Data for review
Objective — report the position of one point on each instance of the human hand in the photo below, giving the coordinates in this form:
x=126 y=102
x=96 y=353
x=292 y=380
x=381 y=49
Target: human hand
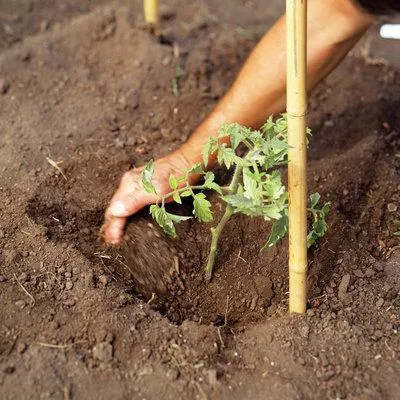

Instructions for the task
Look through the material above for the word "human" and copy every line that has it.

Response
Objective — report the position of one point on each instance of the human hand in the photo below, giving the coordinates in this form:
Target: human hand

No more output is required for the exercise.